- List of tasks:
**1.** Write out the passage of the matric results article between "The study found" and "higher degree average.", inclusive.
**2.** Carry on the article about matriculation scores and university success from its last sentence.

- Document excerpt:

====

Are Matric Results Indicators of Academic Success at University?
Two studies conducted by Health Sciences academics examined the relevance of matriculation scores to academic success at UKZN.
The studies - based on student cohorts enrolled in undergraduate programmes within the Disciplines of Occupational Therapy (OT) and Optometry - were recently published in the South African Journal of Occupational Therapy and South African Journal of Higher Education.
The first study, co-authored by Mrs Pragashnie Naidoo, Mrs Nasreen Motala and Professor Robin Joubert, was titled: “Matriculation Scores as an Indicator of Academic Success in an Occupational Therapy Education Programme”.
The study was a retrospective review of 103 Bachelor of Occupational Therapy student records between 2005 and 2010, analysing: the year of entry, year of graduation, matriculation point average, number of years taken to complete the degree and degree averages.
The study found that graduates with lower matriculation scores took longer to complete their OT degrees than those with higher matriculation scores. Graduates with higher matriculation scores had a higher degree average.
The results confirmed that matriculation scores could be used as a predictor of degree averages in OT; however the authors said they viewed this finding with caution due to various confounding factors.
Mr Khathutshelo Percy Mashige, Ms Nishanee Rampersad, Ms Irene Venkatas of the Discipline of Optometry investigated whether National Senior Certificate (NSC) results predicted the academic performance of first-year optometry students at UKZN.
Mashige said while matriculation results were generally used as predictors of success at universities, the quality of the pass rates – ‘particularly in mathematics and physical science’ – remained a major concern, and reports suggested that NSC students showed decreased levels of competencies and preparedness at university.

====

- Extracted data:
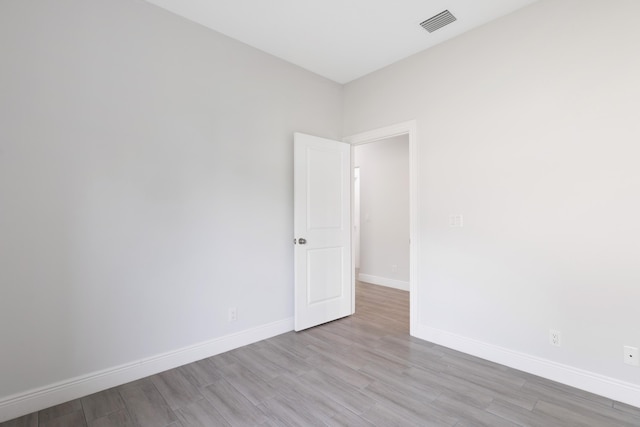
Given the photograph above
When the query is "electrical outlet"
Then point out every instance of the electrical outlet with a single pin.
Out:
(631, 356)
(233, 314)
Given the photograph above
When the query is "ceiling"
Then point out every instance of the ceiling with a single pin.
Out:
(339, 39)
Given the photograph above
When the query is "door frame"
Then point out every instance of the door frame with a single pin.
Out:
(405, 128)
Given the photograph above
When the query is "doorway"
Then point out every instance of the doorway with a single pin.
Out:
(406, 130)
(381, 212)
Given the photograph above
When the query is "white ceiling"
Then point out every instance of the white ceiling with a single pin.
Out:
(339, 39)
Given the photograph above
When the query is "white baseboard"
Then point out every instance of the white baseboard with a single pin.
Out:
(611, 388)
(74, 388)
(383, 281)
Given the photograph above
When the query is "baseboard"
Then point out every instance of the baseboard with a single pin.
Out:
(74, 388)
(383, 281)
(611, 388)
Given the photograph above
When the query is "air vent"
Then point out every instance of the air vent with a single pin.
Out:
(438, 21)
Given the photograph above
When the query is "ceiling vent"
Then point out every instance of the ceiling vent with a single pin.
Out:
(438, 21)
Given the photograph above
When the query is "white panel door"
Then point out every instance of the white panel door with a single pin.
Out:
(322, 226)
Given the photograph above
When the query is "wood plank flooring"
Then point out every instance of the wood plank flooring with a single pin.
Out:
(364, 370)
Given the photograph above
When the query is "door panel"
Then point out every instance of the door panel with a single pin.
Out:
(322, 218)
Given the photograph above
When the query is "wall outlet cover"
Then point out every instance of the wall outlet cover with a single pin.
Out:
(631, 356)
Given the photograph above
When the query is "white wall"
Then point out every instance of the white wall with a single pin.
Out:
(384, 211)
(528, 127)
(145, 185)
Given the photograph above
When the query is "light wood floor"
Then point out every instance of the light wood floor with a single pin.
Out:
(359, 371)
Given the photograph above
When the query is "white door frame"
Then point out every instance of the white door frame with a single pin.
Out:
(405, 128)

====

- Responses by item number:
**1.**
The study found that graduates with lower matriculation scores took longer to complete their OT degrees than those with higher matriculation scores. Graduates with higher matriculation scores had a higher degree average.

**2.**
In this study, the files of 84 first-year optometry students who wrote the NSC examination between 2009 and 2011 were reviewed and their matriculation scores recorded. These scores were compared to their results in modules within the first-year programme.
The researchers said the quality of the pass rates for matric Mathematics and Physical Science remained a major concern in South Africa. ‘Success in Mathematics and Physical Science is often used as an indicator of a good early schooling system and a predictor of the country global competitive advantage.’
However, their study found a weak correlation between matric scores and the professional academic achievement scores in first-year Optometry modules at UKZN.
As NSC scores could not be used as sole predictors of students’ academic success in the first year of the Bachelor of Optometry programme, results from the study ‘strengthened the long-held philosophy and views that the NSC results belie conceptual and skill limitations of school-leavers and the fact that university lecturers always said that in their experience, students over the years had become weaker particularly in the pure and applied sciences even though the matriculation results appeared stronger,’ said the researchers.